→ **Your objective**: Format the lines below as a JSON list of strings, one string per line and no blank lines. Start at the line containing "Target: patient's head" and end at the line containing "(1060, 142)", including both.

→ **Records shown**:
------------------------------------------------------------------------

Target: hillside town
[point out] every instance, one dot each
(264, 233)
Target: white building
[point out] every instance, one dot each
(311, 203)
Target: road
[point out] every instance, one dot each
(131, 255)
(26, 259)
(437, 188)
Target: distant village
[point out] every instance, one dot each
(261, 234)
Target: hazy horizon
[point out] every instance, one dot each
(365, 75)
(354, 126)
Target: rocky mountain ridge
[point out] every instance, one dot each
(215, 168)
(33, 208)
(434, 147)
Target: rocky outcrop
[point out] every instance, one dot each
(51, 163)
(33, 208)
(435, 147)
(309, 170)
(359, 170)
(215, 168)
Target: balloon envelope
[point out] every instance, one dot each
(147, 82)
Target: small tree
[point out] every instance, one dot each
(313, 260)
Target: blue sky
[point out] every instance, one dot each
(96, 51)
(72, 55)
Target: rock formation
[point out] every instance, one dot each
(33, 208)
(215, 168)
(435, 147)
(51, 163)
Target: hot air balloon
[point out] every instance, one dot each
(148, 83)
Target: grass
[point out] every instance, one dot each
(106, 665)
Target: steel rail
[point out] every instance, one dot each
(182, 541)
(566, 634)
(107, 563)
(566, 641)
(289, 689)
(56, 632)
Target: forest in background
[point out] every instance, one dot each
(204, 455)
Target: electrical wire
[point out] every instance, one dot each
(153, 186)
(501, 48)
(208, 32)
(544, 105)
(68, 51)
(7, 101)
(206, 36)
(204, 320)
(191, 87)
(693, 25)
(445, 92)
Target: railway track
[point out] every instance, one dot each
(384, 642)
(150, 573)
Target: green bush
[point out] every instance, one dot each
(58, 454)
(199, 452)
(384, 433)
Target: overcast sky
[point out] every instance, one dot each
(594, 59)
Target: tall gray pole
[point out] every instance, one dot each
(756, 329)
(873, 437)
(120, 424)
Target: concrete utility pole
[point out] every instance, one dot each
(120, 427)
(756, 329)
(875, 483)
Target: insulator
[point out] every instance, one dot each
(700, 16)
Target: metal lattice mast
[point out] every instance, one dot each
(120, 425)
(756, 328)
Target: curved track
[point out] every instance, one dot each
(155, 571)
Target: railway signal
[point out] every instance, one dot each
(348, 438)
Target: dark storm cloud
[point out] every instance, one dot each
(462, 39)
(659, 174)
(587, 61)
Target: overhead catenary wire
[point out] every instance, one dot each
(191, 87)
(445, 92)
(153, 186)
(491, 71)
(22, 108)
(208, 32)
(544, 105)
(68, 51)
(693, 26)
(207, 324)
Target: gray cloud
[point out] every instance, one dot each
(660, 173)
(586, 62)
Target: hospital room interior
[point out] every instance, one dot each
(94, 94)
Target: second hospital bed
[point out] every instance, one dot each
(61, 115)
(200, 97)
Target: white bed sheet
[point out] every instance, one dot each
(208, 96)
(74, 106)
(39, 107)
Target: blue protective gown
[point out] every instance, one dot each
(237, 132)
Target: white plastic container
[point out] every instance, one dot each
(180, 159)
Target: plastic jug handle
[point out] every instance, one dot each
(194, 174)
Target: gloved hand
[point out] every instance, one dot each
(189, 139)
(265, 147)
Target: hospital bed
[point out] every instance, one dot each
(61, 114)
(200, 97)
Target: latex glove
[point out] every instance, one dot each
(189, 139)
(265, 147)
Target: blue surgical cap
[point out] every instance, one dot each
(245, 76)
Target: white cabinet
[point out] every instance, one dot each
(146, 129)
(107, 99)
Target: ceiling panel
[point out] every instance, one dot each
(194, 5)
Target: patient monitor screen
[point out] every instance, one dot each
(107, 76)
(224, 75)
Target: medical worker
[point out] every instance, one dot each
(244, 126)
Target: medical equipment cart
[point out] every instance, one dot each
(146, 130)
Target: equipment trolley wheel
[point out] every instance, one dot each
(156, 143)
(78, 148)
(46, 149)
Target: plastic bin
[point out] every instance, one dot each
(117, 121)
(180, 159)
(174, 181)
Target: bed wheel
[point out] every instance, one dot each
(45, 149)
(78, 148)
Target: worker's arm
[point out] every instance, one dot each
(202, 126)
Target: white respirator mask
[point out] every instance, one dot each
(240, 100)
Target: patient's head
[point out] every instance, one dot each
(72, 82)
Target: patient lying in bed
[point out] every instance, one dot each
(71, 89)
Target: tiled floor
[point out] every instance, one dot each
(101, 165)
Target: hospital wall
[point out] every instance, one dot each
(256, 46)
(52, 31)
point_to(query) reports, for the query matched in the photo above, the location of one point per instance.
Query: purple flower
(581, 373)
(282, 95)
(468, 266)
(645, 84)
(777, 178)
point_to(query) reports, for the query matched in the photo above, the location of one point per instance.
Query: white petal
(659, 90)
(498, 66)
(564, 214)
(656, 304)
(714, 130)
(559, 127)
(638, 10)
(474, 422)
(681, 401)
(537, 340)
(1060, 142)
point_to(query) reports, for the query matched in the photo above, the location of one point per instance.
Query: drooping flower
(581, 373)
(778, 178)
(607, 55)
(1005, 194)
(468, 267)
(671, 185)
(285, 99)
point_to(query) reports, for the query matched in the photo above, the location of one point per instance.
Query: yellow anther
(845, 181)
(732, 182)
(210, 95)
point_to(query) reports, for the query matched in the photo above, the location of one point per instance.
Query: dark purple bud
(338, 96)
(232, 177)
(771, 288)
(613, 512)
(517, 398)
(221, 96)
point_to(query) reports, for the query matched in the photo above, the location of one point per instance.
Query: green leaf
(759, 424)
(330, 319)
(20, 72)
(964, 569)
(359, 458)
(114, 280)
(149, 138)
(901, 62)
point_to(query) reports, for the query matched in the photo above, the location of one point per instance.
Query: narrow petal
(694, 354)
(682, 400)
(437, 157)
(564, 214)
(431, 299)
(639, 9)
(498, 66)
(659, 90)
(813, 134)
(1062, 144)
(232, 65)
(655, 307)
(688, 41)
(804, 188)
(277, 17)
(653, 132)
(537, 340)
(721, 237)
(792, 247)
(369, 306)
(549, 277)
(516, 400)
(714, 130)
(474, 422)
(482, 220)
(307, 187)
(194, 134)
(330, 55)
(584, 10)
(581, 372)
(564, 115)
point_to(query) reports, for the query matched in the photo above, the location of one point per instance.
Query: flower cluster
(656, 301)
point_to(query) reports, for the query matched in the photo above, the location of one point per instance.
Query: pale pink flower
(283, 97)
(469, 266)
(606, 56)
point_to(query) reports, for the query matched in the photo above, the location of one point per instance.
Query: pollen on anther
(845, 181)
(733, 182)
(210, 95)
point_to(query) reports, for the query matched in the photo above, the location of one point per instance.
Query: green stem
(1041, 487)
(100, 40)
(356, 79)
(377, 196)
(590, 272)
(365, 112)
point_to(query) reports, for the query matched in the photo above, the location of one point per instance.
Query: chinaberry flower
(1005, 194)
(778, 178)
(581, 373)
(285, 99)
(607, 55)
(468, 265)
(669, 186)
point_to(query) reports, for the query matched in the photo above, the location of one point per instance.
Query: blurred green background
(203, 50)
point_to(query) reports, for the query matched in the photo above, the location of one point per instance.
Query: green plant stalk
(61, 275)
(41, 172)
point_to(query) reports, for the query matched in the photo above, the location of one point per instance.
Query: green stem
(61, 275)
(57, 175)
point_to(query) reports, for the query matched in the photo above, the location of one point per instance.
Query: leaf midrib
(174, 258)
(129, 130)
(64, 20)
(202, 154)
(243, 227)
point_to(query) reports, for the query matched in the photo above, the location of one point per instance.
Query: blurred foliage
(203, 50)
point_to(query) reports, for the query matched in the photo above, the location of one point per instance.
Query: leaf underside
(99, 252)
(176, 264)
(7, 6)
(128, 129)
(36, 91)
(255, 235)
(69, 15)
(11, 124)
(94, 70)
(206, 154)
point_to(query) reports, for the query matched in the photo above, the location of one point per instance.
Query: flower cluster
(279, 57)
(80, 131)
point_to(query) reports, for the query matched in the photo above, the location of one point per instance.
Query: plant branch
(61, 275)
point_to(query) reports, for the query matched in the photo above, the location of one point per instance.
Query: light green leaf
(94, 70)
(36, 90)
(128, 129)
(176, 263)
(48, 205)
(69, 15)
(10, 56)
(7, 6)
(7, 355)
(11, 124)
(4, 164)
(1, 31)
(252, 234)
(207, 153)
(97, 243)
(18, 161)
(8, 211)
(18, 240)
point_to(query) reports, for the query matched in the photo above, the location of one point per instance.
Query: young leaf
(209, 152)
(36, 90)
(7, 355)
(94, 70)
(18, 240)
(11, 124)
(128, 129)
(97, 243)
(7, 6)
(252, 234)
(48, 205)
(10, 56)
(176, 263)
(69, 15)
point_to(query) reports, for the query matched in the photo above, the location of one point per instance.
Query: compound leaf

------------------------------------------------------------------------

→ **Solution for this task**:
[
  "Target: patient's head",
  "[point out] every instance, one dot each",
  "(72, 82)",
  "Target: patient lying in bed",
  "[point out] every instance, one dot each",
  "(71, 89)",
  "Target: tiled floor",
  "[point out] every instance, one dot each",
  "(101, 165)",
  "Target: hospital wall",
  "[point out] every instance, one dot each",
  "(256, 46)",
  "(52, 31)",
  "point_to(query) reports, for the query matched in the photo above, the location of one point per instance.",
  "Query: purple flower",
  "(581, 373)",
  "(282, 95)",
  "(468, 266)",
  "(645, 84)",
  "(777, 178)",
  "point_to(query) reports, for the query matched in the photo above, the location of one point per instance.",
  "Query: white petal",
  "(659, 90)",
  "(498, 66)",
  "(564, 214)",
  "(656, 304)",
  "(714, 130)",
  "(559, 127)",
  "(638, 10)",
  "(474, 422)",
  "(681, 401)",
  "(537, 340)",
  "(1060, 142)"
]